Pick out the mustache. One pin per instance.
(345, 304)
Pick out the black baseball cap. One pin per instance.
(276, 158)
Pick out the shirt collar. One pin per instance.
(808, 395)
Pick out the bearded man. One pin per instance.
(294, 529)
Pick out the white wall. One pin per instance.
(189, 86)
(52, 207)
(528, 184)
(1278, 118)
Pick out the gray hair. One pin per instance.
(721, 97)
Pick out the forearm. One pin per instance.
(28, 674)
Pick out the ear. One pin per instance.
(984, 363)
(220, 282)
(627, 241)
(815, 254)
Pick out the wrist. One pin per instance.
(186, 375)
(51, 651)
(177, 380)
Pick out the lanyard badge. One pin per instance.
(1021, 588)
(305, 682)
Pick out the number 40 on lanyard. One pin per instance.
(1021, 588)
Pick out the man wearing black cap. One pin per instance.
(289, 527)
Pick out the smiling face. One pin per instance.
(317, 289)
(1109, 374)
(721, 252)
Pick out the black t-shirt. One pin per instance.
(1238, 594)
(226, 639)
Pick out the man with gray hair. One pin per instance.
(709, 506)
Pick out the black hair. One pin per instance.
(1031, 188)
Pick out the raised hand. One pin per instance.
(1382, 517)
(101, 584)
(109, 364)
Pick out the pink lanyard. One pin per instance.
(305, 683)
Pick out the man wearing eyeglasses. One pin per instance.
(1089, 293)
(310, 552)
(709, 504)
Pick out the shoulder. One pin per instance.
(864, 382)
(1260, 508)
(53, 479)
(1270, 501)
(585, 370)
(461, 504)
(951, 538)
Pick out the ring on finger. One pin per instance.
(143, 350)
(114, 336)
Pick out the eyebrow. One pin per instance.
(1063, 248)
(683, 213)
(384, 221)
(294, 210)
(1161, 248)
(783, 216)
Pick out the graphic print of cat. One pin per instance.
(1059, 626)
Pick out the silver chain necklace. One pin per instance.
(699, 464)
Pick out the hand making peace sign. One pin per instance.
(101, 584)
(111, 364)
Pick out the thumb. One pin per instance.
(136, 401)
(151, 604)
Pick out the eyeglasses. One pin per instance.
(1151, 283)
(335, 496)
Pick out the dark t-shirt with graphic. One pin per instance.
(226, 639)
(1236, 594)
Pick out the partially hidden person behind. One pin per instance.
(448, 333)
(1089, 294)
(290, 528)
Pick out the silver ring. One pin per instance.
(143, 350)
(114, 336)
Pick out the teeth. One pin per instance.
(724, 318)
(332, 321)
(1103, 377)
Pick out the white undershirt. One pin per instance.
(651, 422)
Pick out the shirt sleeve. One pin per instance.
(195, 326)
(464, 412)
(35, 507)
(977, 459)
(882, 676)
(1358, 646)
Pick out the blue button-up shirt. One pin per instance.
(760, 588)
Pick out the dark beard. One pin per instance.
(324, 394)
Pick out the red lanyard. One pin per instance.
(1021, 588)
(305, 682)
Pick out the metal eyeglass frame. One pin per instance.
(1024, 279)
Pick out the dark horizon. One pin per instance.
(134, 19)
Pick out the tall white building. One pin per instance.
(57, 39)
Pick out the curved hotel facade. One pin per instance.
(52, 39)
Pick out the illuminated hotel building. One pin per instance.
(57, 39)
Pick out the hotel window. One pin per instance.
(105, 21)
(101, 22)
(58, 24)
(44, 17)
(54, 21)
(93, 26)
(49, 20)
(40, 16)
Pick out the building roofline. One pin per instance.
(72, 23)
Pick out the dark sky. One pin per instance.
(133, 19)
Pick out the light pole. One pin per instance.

## YOUR GOAL
Return exactly the lines from the one containing "Pick out the blue" through the last line of the records above, both included, and nothing else.

## THE SOLUTION
Pick out the blue button-up shirt. One pin per instance.
(760, 588)
Pick out the dark beard. One pin per instance.
(324, 394)
Pick out the red lanyard. One pin per instance.
(1021, 588)
(305, 682)
Pick out the metal eyeglass frame. One pin per instance.
(1024, 279)
Pick out the dark horizon. One pin per instance.
(134, 19)
Pick out the tall white building. One pin per instance.
(57, 39)
Pick out the curved hotel facade. One pin per instance.
(52, 39)
Pick out the illuminated hotel building. One pin per instance.
(57, 39)
Pick out the hotel window. One pin per instance.
(105, 21)
(101, 22)
(58, 24)
(44, 17)
(54, 21)
(93, 26)
(49, 20)
(40, 16)
Pick out the building roofline. One pin per instance.
(72, 23)
Pick out the dark sky. One pin per instance.
(133, 19)
Pick out the light pole. One pin per instance.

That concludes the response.